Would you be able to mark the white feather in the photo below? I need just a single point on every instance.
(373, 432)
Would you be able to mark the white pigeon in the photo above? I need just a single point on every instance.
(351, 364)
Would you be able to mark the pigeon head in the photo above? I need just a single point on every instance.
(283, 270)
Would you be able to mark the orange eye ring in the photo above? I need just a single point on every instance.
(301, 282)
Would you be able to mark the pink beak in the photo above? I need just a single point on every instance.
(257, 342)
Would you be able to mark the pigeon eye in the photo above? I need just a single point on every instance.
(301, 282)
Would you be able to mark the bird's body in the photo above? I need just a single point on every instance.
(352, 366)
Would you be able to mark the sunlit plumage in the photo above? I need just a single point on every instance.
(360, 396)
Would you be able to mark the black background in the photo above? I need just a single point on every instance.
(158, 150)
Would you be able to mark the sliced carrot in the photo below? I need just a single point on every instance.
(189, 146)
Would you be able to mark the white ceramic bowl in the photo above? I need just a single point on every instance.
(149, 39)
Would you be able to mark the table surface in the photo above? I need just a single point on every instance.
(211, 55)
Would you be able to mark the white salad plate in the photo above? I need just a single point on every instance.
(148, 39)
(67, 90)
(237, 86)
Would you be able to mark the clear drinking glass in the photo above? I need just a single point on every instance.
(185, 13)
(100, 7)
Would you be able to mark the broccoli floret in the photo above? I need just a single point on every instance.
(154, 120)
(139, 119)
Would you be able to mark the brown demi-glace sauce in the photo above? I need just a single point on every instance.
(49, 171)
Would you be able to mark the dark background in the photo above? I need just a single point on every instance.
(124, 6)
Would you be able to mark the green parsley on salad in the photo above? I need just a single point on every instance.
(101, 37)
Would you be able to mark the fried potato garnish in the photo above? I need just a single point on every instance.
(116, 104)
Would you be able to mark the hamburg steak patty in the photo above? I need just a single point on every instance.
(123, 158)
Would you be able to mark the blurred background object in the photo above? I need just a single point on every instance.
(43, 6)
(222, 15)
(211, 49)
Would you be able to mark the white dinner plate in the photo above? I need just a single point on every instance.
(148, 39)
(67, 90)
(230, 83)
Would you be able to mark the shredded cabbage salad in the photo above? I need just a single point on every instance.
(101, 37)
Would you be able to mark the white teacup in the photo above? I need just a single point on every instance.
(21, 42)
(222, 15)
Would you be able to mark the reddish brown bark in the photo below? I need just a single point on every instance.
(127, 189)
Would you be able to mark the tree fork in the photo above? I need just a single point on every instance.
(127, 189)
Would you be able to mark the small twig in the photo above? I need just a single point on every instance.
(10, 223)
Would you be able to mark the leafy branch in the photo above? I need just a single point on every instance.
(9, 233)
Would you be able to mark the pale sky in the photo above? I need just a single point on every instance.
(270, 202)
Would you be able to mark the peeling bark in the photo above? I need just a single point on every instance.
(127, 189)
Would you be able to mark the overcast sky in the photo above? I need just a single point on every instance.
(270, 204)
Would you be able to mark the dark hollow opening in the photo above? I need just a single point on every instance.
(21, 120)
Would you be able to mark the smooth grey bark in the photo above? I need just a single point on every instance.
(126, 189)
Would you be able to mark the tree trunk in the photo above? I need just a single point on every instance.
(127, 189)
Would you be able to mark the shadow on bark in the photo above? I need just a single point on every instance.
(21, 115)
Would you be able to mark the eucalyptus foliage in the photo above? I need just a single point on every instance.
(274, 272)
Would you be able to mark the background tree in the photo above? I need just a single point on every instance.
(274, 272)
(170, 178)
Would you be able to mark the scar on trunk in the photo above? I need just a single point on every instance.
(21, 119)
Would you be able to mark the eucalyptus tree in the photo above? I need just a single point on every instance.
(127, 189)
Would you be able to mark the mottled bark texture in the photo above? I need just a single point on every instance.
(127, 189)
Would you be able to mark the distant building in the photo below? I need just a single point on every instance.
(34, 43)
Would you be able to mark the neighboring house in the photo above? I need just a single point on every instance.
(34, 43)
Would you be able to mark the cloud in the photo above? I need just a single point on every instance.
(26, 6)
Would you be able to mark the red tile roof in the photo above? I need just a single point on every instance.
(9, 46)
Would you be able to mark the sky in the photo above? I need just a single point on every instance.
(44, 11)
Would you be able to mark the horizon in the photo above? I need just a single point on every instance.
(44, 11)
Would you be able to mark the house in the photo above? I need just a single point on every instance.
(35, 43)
▬▬▬▬▬▬▬▬▬▬
In the lines above, every record is to be repeated exactly.

● **The answer**:
Would you be able to mark the white feather in the photo below? I need just a single point on every instance.
(373, 432)
Would you be able to mark the white pigeon in the photo above? I need just a single point on every instance.
(351, 364)
Would you be able to mark the pigeon head in the photo above? I need just a single point on every instance.
(283, 270)
Would you be able to mark the orange eye ring in the photo above? I need just a single point on every instance.
(301, 282)
Would you be able to mark the pink beak in the photo above? I need just a single point on every instance.
(257, 342)
Would you be able to mark the pigeon eye in the photo above? I need just a single point on every instance.
(301, 282)
Would you be able to mark the bird's body in the photo above? I need just a single point on every instance.
(352, 366)
Would you be able to mark the sunlit plumage in the photo above? I need just a single point on every instance.
(360, 396)
Would you be able to mark the black background in the photo above? I need just a single point on every instance.
(158, 150)
Would you be able to mark the sliced carrot in the photo below? I need just a single point on every instance.
(189, 146)
Would you be able to mark the white ceramic bowl in the photo above? I need just a single point on every instance.
(149, 39)
Would you be able to mark the table surface in the photo above? I need just a single point on every instance.
(211, 55)
Would you be able to mark the white salad plate in the photo above? I need just a single point on every instance.
(148, 39)
(67, 90)
(237, 86)
Would you be able to mark the clear drinking glass in the photo above? I need just a single point on every instance.
(185, 13)
(100, 7)
Would you be able to mark the broccoli floret in the photo above? I need just a single point on every instance.
(154, 120)
(139, 119)
Would you be able to mark the brown demi-glace sauce in the photo above? I need just a single point on every instance.
(49, 171)
Would you be able to mark the dark background in the photo above? I need just a single point on every instance.
(124, 6)
Would you be able to mark the green parsley on salad in the photo above? I need just a single point on every instance.
(101, 37)
Would you be able to mark the fried potato garnish in the photo above? I need just a single point on every instance.
(116, 104)
Would you be able to mark the hamburg steak patty in the photo above? I need just a single point on every instance.
(123, 158)
Would you be able to mark the blurred background object in the photo above? I need just a single point on every instance.
(43, 6)
(222, 15)
(211, 49)
Would you be able to mark the white dinner plate in the photo above? I need just a single point on every instance.
(148, 39)
(67, 90)
(230, 83)
Would you be able to mark the shredded cabbage salad in the photo above? I need just a single point on every instance.
(101, 37)
Would you be able to mark the white teacup in the photo above? I need just a single point on every instance.
(21, 42)
(222, 15)
Would you be able to mark the reddish brown bark in the photo below? I need just a single point on every instance.
(127, 189)
Would you be able to mark the tree fork in the photo above? I need just a single point on every instance.
(127, 189)
Would you be able to mark the small twig in the photo above? I need just a single point on every instance.
(10, 223)
Would you be able to mark the leafy branch in the photo above? I need just a single point on every instance.
(9, 233)
Would you be able to mark the pale sky in the photo above? I need just a single point on every instance.
(270, 202)
Would you be able to mark the peeling bark in the photo above? I need just a single point on every instance.
(127, 189)
Would you be able to mark the overcast sky in the photo above? I need just a single point on every instance.
(270, 204)
Would you be able to mark the dark hollow opening in the photo above? I need just a single point on every instance.
(21, 120)
Would you be able to mark the smooth grey bark in the photo above? I need just a single point on every instance.
(126, 189)
Would you be able to mark the tree trunk in the photo above? I need just a single point on every instance.
(127, 189)
Would you be able to mark the shadow on bark in the photo above? I need just a single point on every instance.
(21, 115)
Would you be able to mark the eucalyptus foliage in the photo above? I need just a single point on every instance.
(274, 272)
Would you be able to mark the background tree in the photo above? I need just a single point on every instance.
(274, 272)
(170, 178)
Would you be able to mark the scar on trunk in the photo above? I need just a single point on every instance.
(21, 119)
Would you be able to mark the eucalyptus tree in the photo above? I need just a single point on every instance.
(127, 189)
Would you be able to mark the mottled bark texture in the photo above? I need just a single point on every instance.
(127, 189)
Would you be able to mark the distant building in the photo below? I need just a single point on every instance.
(34, 43)
Would you be able to mark the neighboring house in the photo above? I need just a single point on every instance.
(34, 43)
Would you be able to mark the cloud in the photo above? I need just a single point on every instance.
(26, 6)
Would you be able to mark the red tile roof in the photo above? I need just a single point on every instance.
(9, 46)
Would you be able to mark the sky in the photo above? I need just a single point on every instance.
(44, 11)
Would you be able to mark the horizon in the photo above? I need just a single point on every instance.
(44, 11)
Would you be able to mark the house in the photo above? I need just a single point on every instance.
(35, 43)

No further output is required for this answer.